* **Try it**: Leave the pictures out, and print everything else in the records exactly.

* **Data excerpts**:
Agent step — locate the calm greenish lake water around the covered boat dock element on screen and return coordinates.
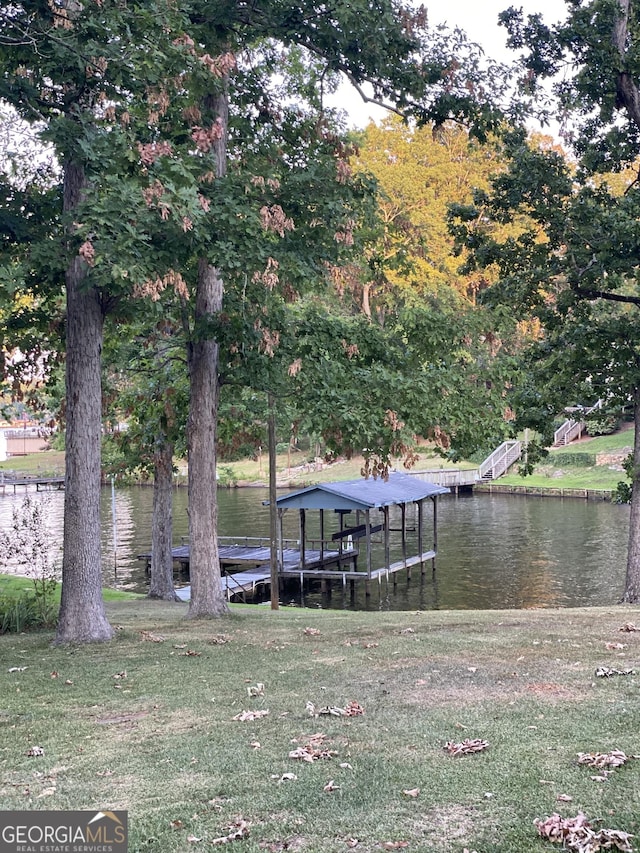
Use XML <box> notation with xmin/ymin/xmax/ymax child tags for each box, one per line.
<box><xmin>0</xmin><ymin>487</ymin><xmax>629</xmax><ymax>610</ymax></box>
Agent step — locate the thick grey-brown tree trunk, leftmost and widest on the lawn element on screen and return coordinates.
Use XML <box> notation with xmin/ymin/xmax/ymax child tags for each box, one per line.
<box><xmin>56</xmin><ymin>163</ymin><xmax>113</xmax><ymax>643</ymax></box>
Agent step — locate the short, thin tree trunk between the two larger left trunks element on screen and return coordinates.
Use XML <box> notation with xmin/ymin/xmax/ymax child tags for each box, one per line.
<box><xmin>149</xmin><ymin>435</ymin><xmax>179</xmax><ymax>601</ymax></box>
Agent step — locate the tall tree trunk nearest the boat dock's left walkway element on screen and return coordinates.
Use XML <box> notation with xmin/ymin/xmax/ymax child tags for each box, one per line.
<box><xmin>188</xmin><ymin>259</ymin><xmax>229</xmax><ymax>616</ymax></box>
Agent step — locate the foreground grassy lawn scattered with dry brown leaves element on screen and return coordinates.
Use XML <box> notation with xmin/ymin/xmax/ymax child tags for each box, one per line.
<box><xmin>0</xmin><ymin>599</ymin><xmax>640</xmax><ymax>853</ymax></box>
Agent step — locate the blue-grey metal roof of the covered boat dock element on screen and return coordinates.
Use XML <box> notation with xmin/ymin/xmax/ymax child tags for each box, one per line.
<box><xmin>276</xmin><ymin>473</ymin><xmax>449</xmax><ymax>510</ymax></box>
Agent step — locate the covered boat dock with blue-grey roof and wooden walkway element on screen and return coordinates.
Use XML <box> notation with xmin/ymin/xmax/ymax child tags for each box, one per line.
<box><xmin>139</xmin><ymin>473</ymin><xmax>450</xmax><ymax>598</ymax></box>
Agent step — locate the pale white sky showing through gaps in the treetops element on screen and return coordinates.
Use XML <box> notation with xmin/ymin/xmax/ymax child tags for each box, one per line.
<box><xmin>338</xmin><ymin>0</ymin><xmax>566</xmax><ymax>127</ymax></box>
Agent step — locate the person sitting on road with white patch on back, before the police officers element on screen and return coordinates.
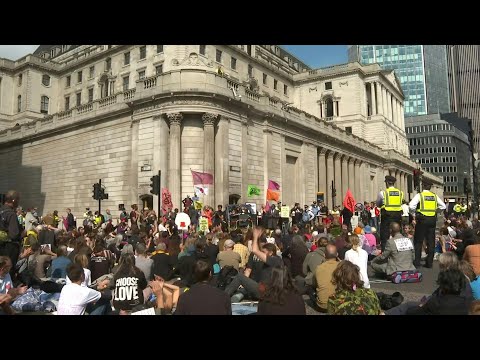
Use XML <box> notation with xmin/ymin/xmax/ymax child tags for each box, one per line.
<box><xmin>370</xmin><ymin>223</ymin><xmax>416</xmax><ymax>276</ymax></box>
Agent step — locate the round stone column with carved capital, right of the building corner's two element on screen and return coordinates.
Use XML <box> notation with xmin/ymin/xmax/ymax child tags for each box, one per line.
<box><xmin>202</xmin><ymin>113</ymin><xmax>218</xmax><ymax>209</ymax></box>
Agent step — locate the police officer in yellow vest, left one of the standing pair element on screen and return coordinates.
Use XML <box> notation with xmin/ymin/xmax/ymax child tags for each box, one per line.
<box><xmin>377</xmin><ymin>175</ymin><xmax>403</xmax><ymax>252</ymax></box>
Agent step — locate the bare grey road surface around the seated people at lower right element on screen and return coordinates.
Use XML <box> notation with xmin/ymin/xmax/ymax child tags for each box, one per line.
<box><xmin>303</xmin><ymin>261</ymin><xmax>439</xmax><ymax>315</ymax></box>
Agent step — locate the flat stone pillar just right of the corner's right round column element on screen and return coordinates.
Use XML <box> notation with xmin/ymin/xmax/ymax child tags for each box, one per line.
<box><xmin>214</xmin><ymin>116</ymin><xmax>230</xmax><ymax>209</ymax></box>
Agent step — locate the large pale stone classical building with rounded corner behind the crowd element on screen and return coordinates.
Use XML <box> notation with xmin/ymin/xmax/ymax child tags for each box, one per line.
<box><xmin>0</xmin><ymin>45</ymin><xmax>443</xmax><ymax>213</ymax></box>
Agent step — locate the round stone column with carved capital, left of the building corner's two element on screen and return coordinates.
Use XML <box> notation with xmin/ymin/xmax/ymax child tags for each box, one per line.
<box><xmin>167</xmin><ymin>113</ymin><xmax>183</xmax><ymax>210</ymax></box>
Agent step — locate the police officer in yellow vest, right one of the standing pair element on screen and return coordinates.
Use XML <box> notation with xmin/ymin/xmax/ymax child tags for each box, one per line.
<box><xmin>408</xmin><ymin>179</ymin><xmax>446</xmax><ymax>268</ymax></box>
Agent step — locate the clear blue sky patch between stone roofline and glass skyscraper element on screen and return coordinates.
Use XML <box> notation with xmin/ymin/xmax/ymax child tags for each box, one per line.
<box><xmin>282</xmin><ymin>45</ymin><xmax>348</xmax><ymax>68</ymax></box>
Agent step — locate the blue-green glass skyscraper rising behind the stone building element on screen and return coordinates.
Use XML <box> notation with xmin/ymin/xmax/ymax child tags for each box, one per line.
<box><xmin>348</xmin><ymin>45</ymin><xmax>450</xmax><ymax>116</ymax></box>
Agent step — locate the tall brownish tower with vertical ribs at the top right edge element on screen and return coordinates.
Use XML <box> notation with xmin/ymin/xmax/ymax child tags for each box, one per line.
<box><xmin>447</xmin><ymin>45</ymin><xmax>480</xmax><ymax>153</ymax></box>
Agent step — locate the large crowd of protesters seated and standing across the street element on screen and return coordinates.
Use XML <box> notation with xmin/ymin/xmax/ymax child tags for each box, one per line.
<box><xmin>0</xmin><ymin>191</ymin><xmax>480</xmax><ymax>315</ymax></box>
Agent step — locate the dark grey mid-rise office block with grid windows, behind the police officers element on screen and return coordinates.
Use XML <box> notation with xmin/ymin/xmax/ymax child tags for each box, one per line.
<box><xmin>405</xmin><ymin>113</ymin><xmax>472</xmax><ymax>199</ymax></box>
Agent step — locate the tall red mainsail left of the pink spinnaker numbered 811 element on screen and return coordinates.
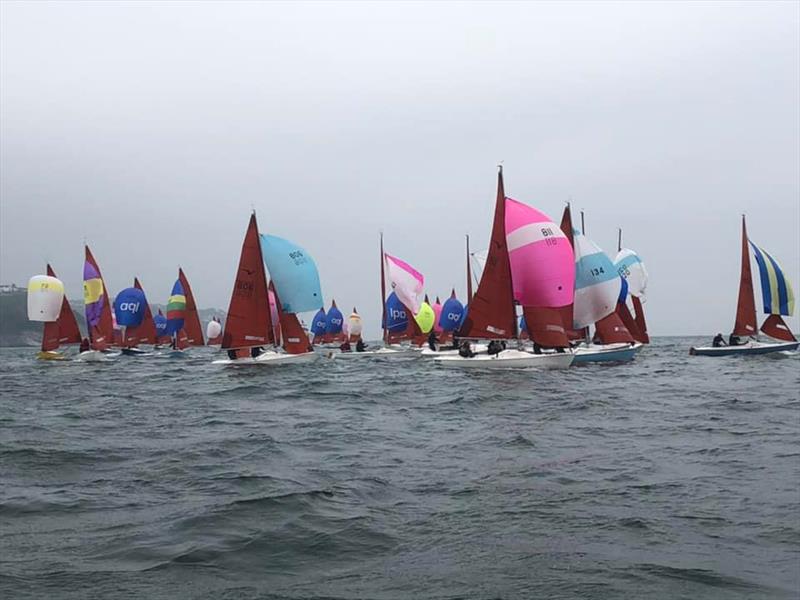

* **Output**:
Agent step — locate the calm greenish lake water around the covered boat dock element on screen and return coordinates.
Use XML <box> notation with xmin/ymin/xmax/ymax child tags for each box, one per line.
<box><xmin>0</xmin><ymin>487</ymin><xmax>629</xmax><ymax>610</ymax></box>
Agent step — locate the thick grey-brown tree trunk, leftmost and widest on the lawn element on screen and return coordinates.
Use XML <box> notation with xmin/ymin/xmax/ymax child tags for each box, one per line.
<box><xmin>56</xmin><ymin>163</ymin><xmax>113</xmax><ymax>643</ymax></box>
Agent step — locate the short, thin tree trunk between the two larger left trunks element on screen and return coordinates.
Use XML <box> notation with xmin/ymin/xmax/ymax child tags for each box, one per line.
<box><xmin>149</xmin><ymin>435</ymin><xmax>179</xmax><ymax>601</ymax></box>
Agent step — locate the tall tree trunk nearest the boat dock's left walkway element on screen and return coordinates.
Use XML <box> notation with xmin/ymin/xmax/ymax child tags for each box, one per line.
<box><xmin>188</xmin><ymin>259</ymin><xmax>229</xmax><ymax>616</ymax></box>
Agent step — locate the foreground grassy lawn scattered with dry brown leaves element on screen and return coordinates.
Use XML <box> notation with xmin/ymin/xmax/ymax child tags for each box, one per line.
<box><xmin>0</xmin><ymin>599</ymin><xmax>640</xmax><ymax>853</ymax></box>
Agent step — locate the blue-grey metal roof of the covered boat dock element on screen and return coordinates.
Use XML <box> notation with xmin/ymin/xmax/ymax child tags for each box, one per line.
<box><xmin>276</xmin><ymin>473</ymin><xmax>449</xmax><ymax>510</ymax></box>
Agent step — locate the covered boat dock with blue-grey roof and wooden walkway element on screen and return coordinates.
Use XML <box> notation with xmin/ymin/xmax/ymax child tags for each box, one per line.
<box><xmin>139</xmin><ymin>473</ymin><xmax>450</xmax><ymax>598</ymax></box>
Agent step — locate the pale white sky showing through gaps in the treetops element on screen and return coordinates.
Use XML <box> notation with xmin/ymin/xmax/ymax child tags for each box, one per line.
<box><xmin>338</xmin><ymin>0</ymin><xmax>566</xmax><ymax>127</ymax></box>
Agent step — locate the person sitting on road with white patch on back, before the police officers element on screen and return coordinates.
Use XML <box> notation with xmin/ymin/xmax/ymax child tags for each box, one per line.
<box><xmin>370</xmin><ymin>223</ymin><xmax>416</xmax><ymax>276</ymax></box>
Agent step — locate the round stone column with carved capital, right of the building corner's two element on screen and return coordinates.
Use XML <box> notation with xmin/ymin/xmax/ymax child tags for each box, one per line.
<box><xmin>202</xmin><ymin>113</ymin><xmax>218</xmax><ymax>209</ymax></box>
Agent step — locate the police officer in yellow vest, left one of the standing pair element on screen and return coordinates.
Use XML <box> notation with xmin/ymin/xmax/ymax child tags for each box, one per line.
<box><xmin>377</xmin><ymin>175</ymin><xmax>403</xmax><ymax>252</ymax></box>
Agent step — locate the bare grey road surface around the seated people at lower right element on screen and return coordinates.
Use XML <box> notation with xmin/ymin/xmax/ymax child tags for each box, one per line.
<box><xmin>303</xmin><ymin>261</ymin><xmax>439</xmax><ymax>315</ymax></box>
Agent step — locate the flat stone pillar just right of the corner's right round column element on screen and return coordinates.
Use XML <box> notation with xmin/ymin/xmax/ymax child tags for each box, one per line.
<box><xmin>214</xmin><ymin>116</ymin><xmax>230</xmax><ymax>209</ymax></box>
Agent step — locate the large pale stone classical building with rounded corner behind the crowd element on screen and return coordinates.
Use XML <box> notation with xmin/ymin/xmax/ymax child tags for each box, one per line.
<box><xmin>0</xmin><ymin>45</ymin><xmax>443</xmax><ymax>213</ymax></box>
Agent step — locate the round stone column with carved capital, left of the building corner's two element on screen and return coordinates.
Use XML <box> notation with xmin/ymin/xmax/ymax child tags for each box, one per line.
<box><xmin>167</xmin><ymin>113</ymin><xmax>183</xmax><ymax>210</ymax></box>
Agent step — locate the police officer in yellow vest, right one of the standing pair element on screen and return coordinates.
Use XML <box> notation with xmin/ymin/xmax/ymax child tags for each box, one per line.
<box><xmin>408</xmin><ymin>179</ymin><xmax>446</xmax><ymax>268</ymax></box>
Agent step — locate the clear blue sky patch between stone roofline and glass skyscraper element on screen and return coordinates.
Use XML <box> notation with xmin/ymin/xmax/ymax child tags for each box, one per line.
<box><xmin>282</xmin><ymin>45</ymin><xmax>348</xmax><ymax>68</ymax></box>
Agent step — locate the blue-green glass skyscraper rising behind the stone building element on screen and return coordinates.
Use XML <box> notation with xmin/ymin/xmax/ymax child tags for each box, one per line.
<box><xmin>348</xmin><ymin>45</ymin><xmax>450</xmax><ymax>116</ymax></box>
Agent step — locate the tall brownish tower with vertical ribs at the top right edge element on screen and return coordinates.
Use XML <box> notation with xmin/ymin/xmax/ymax child tags for each box, one per line.
<box><xmin>447</xmin><ymin>45</ymin><xmax>480</xmax><ymax>153</ymax></box>
Agent step — locate the large crowd of protesters seated and standing across the street element on screen and return coordinates.
Use XML <box> notation with xmin/ymin/xmax/ymax child tags for each box, one per line.
<box><xmin>0</xmin><ymin>191</ymin><xmax>480</xmax><ymax>315</ymax></box>
Agent step — locate the dark grey mid-rise office block with grid windows, behind the police officers element on screen and return coordinates.
Use XML <box> notation with xmin/ymin/xmax/ymax child tags for each box, one per line.
<box><xmin>405</xmin><ymin>113</ymin><xmax>472</xmax><ymax>199</ymax></box>
Agent step — locate the tall red mainsail left of the pink spinnaker numbered 811 element on screen and return coordinates.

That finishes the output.